TASK INSTRUCTIONS: The expected output is the full set of entries, printed exactly, without pictures.

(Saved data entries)
┄┄┄┄┄┄┄┄┄┄

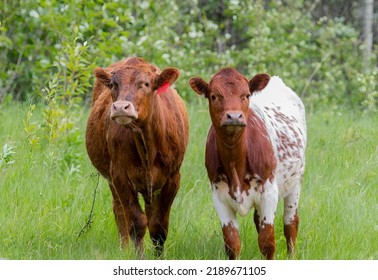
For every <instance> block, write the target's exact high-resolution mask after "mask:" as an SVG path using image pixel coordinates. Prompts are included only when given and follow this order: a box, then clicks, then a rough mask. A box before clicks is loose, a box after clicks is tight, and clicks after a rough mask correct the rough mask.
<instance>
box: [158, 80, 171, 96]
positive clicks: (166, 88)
mask: <svg viewBox="0 0 378 280" xmlns="http://www.w3.org/2000/svg"><path fill="white" fill-rule="evenodd" d="M168 88H169V83H168V82H165V83H164V84H163V85H162V86H160V87H159V88H158V89H157V90H156V94H162V93H163V92H166V91H167V89H168Z"/></svg>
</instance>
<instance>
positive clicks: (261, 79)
mask: <svg viewBox="0 0 378 280" xmlns="http://www.w3.org/2000/svg"><path fill="white" fill-rule="evenodd" d="M269 80H270V76H269V75H268V74H265V73H264V74H257V75H256V76H254V77H253V78H252V79H251V80H250V81H249V90H250V92H251V93H254V92H255V91H261V90H263V89H264V88H265V87H266V85H267V84H268V83H269Z"/></svg>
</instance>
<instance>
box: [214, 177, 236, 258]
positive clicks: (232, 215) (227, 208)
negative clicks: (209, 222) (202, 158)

┄┄┄┄┄┄┄┄┄┄

OUTPUT OF THE TASK:
For every <instance> block, write the target's exact high-resolution mask after "mask:" as an SVG path using image pixel coordinates. Prompts are included only when given and follow this order: a box, then clicks, then a rough mask. A box before clicks is loose, a box after clicks is tight, and clicks after a rough mask correct the rough mask.
<instance>
box: [158, 80, 171, 96]
positive clicks: (166, 88)
mask: <svg viewBox="0 0 378 280" xmlns="http://www.w3.org/2000/svg"><path fill="white" fill-rule="evenodd" d="M168 88H169V83H168V82H165V83H164V84H163V85H162V86H160V87H159V88H158V89H157V90H156V94H162V93H163V92H166V91H167V89H168Z"/></svg>
</instance>
<instance>
positive clicks: (261, 79)
mask: <svg viewBox="0 0 378 280" xmlns="http://www.w3.org/2000/svg"><path fill="white" fill-rule="evenodd" d="M269 80H270V76H269V75H268V74H265V73H264V74H257V75H256V76H254V77H253V78H252V79H251V80H250V81H249V90H250V92H251V93H254V92H255V91H261V90H263V89H264V88H265V87H266V85H267V84H268V83H269Z"/></svg>
</instance>
<instance>
box: [214, 177, 236, 258]
positive clicks: (232, 215) (227, 208)
negative clicks: (209, 222) (202, 158)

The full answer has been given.